### Source text
>>

What about marijuana? Isn’t it OK in Boulder? Aren’t there medical cards for that?
The policy freshmen most often run afoul of is alcohol. It’s simple, really. If you’re under 21 years old, you can’t drink. If the police catch you drinking or even holding an alcoholic beverage, then it’s a “minor in possession” summons, or MIP for short. The legal consequences can be severe, including fines, community service and, most importantly, a permanent record. And that’s before the university has its say.
According to CU spokesman Bronson Hilliard, the university has stepped up both its punitive and preventative measures concerning alcohol infractions.
The Office of Student Conduct carries out its own investigations into suspected incidents, and if they find out a minor has been drinking, consequences can range from suspension to mandatory alcohol education classes to a call home to your parents, depending on the circumstances of the case. Oh, and those mandatory classes aren’t free. They’re more than $100 for a first-time offense, and the cost only goes up after that. Beer is cheap. Drinking isn’t.
Don’t think you have to drink to fit in, either.
According to Hilliard, roughly 30 percent of incoming CU students reported that they don’t drink and don’t want to. And with the university providing so many alcohol-free activities, often for free, they don’t really have to.
Obviously you can’t do meth, cocaine or heroin on campus (or anywhere in Boulder), but you knew that, right? But what about marijuana? Isn’t it OK in Boulder? Aren’t there medical cards for that?
Not on campus there aren’t. Even students who have a legitimate medical marijuana card can’t light up on campus. For freshmen, who are normally required to live on campus their first year, exceptions can be made that allow those with a medial marijuana card to pursue off-campus housing when necessary. We can hear you asking it now: But what about 4/20?

<<

### Task item A
In the article on CU's alcohol and marijuana rules, shorten the paragraph beginning "The Office of Student Conduct" into a brief list that keeps its main facts.
### Task item B
According to the article on CU's alcohol and marijuana rules, what share of incoming CU students reported that they don't drink and don't want to?
### Task item C
Write the next part of the article on CU's alcohol and marijuana rules, continuing on from its last sentence.

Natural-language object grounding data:

>>

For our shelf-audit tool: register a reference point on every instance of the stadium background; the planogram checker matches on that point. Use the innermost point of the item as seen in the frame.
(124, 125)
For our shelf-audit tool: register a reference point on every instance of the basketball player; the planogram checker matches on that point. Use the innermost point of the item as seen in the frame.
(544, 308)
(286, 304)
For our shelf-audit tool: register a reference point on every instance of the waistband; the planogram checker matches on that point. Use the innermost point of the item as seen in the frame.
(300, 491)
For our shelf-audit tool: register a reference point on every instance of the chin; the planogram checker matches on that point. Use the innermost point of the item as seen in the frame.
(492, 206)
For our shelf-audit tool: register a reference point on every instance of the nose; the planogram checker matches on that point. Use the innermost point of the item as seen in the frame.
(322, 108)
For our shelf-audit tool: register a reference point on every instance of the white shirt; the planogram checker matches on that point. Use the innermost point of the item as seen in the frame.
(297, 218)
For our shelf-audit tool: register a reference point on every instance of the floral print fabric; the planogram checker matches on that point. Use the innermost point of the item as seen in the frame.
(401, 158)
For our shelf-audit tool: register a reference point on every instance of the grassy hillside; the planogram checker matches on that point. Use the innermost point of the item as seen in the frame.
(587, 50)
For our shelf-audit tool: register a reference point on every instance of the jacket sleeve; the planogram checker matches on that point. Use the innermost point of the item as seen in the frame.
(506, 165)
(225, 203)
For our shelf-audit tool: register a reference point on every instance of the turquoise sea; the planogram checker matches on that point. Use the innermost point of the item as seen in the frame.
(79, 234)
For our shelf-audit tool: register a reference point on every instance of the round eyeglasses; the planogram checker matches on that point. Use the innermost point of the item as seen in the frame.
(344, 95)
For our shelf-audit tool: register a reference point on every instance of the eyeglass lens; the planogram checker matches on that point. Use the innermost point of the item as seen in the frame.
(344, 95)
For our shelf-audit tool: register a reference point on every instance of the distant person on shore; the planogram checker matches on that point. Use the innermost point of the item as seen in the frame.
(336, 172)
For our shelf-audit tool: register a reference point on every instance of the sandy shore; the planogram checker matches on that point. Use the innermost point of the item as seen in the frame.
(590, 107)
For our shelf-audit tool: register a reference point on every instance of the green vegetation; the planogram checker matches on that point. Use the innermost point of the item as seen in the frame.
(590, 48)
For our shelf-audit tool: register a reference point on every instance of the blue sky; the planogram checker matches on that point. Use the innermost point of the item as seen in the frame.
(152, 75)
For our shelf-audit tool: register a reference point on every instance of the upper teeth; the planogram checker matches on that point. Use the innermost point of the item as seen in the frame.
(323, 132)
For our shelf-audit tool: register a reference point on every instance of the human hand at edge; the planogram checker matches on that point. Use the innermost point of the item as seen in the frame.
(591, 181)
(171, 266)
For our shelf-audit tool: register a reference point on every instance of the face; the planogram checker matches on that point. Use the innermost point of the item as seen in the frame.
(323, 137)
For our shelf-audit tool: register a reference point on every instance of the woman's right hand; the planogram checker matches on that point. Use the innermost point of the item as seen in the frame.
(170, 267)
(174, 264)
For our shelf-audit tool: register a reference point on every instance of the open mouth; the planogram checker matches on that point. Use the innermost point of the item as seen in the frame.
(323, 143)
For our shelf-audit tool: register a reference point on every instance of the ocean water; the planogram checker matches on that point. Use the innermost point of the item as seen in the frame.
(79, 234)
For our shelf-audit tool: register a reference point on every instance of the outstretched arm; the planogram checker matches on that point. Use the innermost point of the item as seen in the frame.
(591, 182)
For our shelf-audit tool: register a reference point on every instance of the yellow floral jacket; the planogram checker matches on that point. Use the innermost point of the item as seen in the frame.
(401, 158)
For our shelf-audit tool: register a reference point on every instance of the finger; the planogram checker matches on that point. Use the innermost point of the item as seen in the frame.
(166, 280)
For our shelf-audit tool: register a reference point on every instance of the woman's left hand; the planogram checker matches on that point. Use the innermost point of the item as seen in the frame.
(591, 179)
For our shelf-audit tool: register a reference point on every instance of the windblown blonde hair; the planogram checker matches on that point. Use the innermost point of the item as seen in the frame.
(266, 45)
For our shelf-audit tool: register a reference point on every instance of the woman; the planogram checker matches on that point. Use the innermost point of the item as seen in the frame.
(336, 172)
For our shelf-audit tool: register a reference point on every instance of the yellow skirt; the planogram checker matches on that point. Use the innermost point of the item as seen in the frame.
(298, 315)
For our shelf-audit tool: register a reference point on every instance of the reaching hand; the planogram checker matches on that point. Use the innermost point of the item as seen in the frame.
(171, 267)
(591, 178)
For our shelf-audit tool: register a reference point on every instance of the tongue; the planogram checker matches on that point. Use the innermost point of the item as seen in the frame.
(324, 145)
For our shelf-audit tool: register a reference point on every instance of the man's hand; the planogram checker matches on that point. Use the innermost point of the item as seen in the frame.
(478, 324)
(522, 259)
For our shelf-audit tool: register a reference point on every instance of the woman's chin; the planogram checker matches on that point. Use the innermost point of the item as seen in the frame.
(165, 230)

<<

### Task response A
- The Office of Student Conduct runs its own investigations into suspected incidents.
- If a minor is found to have been drinking, consequences depend on the case and range from suspension to mandatory alcohol education classes to a call to the student's parents.
- The mandatory classes cost more than $100 for a first offense, and the cost rises after that.

### Task response B
Roughly 30 percent.

### Task response C
The infamous “smoke out” event, which draws some 8,000 people to Norlin Quad each April for a mass toke, is not legal. It’s definitely not CU-sponsored and, according to Hilliard, it’s not even that popular with CU students.
“Unless CU students have magically aged into their late 20s and 30s, most of these people aren’t CU students,” he says.
Many people on campus, faculty and students alike, complain about the traffic, the smoke and the mess left behind, Hilliard says.
(If you want to read about how the 4/20 tradition reportedly started, check out our April 15 story at www.boulderweekly.com.)
Current legal wrangling over the constitutionality of gun bans on campus notwithstanding, CU’s policy on weapons has not changed: The answer is no.
No guns, no knives (hunting, pocket or otherwise), no swords, no stun guns and no other weapons are allowed on campus. End of story. Not even replicas of weapons, by the way. Everyone has a right to feel safe on campus, so leave your arsenal and ammunition at home with mom and dad.
All of these rules might sound like a buzz kill, but remember: These rules are here to keep you safe and sane. Do you really want some drunk, naked guy tearing around your dorm at two in the morning with a loaded gun and a spliff?
For a complete list of things not to do, advice on what to do if you do them anyway, and things you can do instead, visit the Office of Student Conduct website at www.colorado.edu/studentaffairs/studentconduct.